- **GIVEN ENTRIES**
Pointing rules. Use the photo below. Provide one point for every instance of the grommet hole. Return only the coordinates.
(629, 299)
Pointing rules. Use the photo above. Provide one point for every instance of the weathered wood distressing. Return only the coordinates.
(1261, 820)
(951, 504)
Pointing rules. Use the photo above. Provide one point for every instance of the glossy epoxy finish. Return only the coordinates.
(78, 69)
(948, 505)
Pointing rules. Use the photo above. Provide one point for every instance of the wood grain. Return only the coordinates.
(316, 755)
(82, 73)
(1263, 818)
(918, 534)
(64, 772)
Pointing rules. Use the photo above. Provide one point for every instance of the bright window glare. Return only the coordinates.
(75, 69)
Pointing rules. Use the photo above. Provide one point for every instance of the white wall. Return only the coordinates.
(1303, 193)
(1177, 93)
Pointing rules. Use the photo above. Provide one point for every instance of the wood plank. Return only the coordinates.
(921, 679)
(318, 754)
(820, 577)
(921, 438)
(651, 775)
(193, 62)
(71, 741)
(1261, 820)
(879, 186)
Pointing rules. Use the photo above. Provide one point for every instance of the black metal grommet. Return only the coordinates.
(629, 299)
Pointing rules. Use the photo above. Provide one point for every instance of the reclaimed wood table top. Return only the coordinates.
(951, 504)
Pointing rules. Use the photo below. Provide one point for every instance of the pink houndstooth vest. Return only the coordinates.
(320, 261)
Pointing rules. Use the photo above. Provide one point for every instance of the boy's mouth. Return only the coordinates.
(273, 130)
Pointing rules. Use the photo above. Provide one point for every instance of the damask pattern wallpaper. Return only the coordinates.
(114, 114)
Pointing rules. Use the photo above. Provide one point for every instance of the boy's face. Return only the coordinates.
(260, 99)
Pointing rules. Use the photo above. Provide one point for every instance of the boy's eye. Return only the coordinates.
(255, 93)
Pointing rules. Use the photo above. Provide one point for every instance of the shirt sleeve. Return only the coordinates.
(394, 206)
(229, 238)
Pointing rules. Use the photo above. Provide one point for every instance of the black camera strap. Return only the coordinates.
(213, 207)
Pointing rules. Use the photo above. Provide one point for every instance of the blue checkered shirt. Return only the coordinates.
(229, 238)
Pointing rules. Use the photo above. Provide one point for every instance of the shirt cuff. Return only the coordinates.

- **EXERCISE AIM**
Rewrite all the records with "Pointing rules" changed to "Point placement" wherever it occurs, leaving everything else untouched.

- **THE COMPLETED TASK**
Point placement. Use the photo below. Provide one point for every instance of the grommet hole. Return only the coordinates.
(629, 299)
Point placement. Use the photo above. Provide one point for every instance of the weathered wood distressing. Return only the coordinates.
(1261, 820)
(951, 504)
Point placement. Use the photo above. Provide one point for every instance of the glossy epoxy finish. Return only the coordinates.
(78, 69)
(948, 505)
Point placement. Use the photo above. Provide one point for every instance of the wood grain. Return only the coordinates.
(316, 755)
(82, 73)
(1263, 818)
(918, 534)
(64, 772)
Point placement. Use the photo above. Provide one point for every instance of the bright window glare. Return only the coordinates.
(75, 69)
Point placement. Use the photo above. Provide one point for every instance of the white wall. Return only the coordinates.
(1303, 193)
(1177, 93)
Point placement. Use the photo above. Provide one point for every instance of the wood plank. Return only the coordinates.
(921, 679)
(318, 754)
(820, 577)
(921, 438)
(651, 775)
(193, 62)
(71, 741)
(1261, 820)
(879, 186)
Point placement. Use the photo above. Provide one point for every instance of the black metal grommet. Return only the coordinates.
(629, 299)
Point placement. Use the photo above. Provide one point for every instance of the reclaimed wood table top. Return only the coordinates.
(951, 504)
Point placement. Use the photo below. Provide one point for every instance of the pink houndstooth vest. Return only the coordinates.
(320, 261)
Point placement. Use the photo above. Provide one point for every instance of the boy's mouth. Return only the coordinates.
(273, 130)
Point placement. Use the photo above. Provide one point for every instance of the damask pattern wallpaper. Return only the coordinates.
(114, 114)
Point placement. Use the photo above. Provide one point for every instance of the boy's face. Return only the coordinates.
(260, 99)
Point placement. Use the photo above. Provide one point for every instance of the boy's eye. Return only the coordinates.
(255, 93)
Point placement. Use the photo above. Provide one point for every instance of the shirt sleeve. Return only the coordinates.
(394, 206)
(229, 238)
Point placement. Use the photo above. Provide one point for every instance of the black camera strap. Return only the coordinates.
(213, 207)
Point placement. Use the photo above. Provide one point for every instance of the blue checkered shirt. Return only the coordinates.
(229, 238)
Point placement. Use the photo above. Provide one point for every instance of the shirt cuff. Return only the coordinates.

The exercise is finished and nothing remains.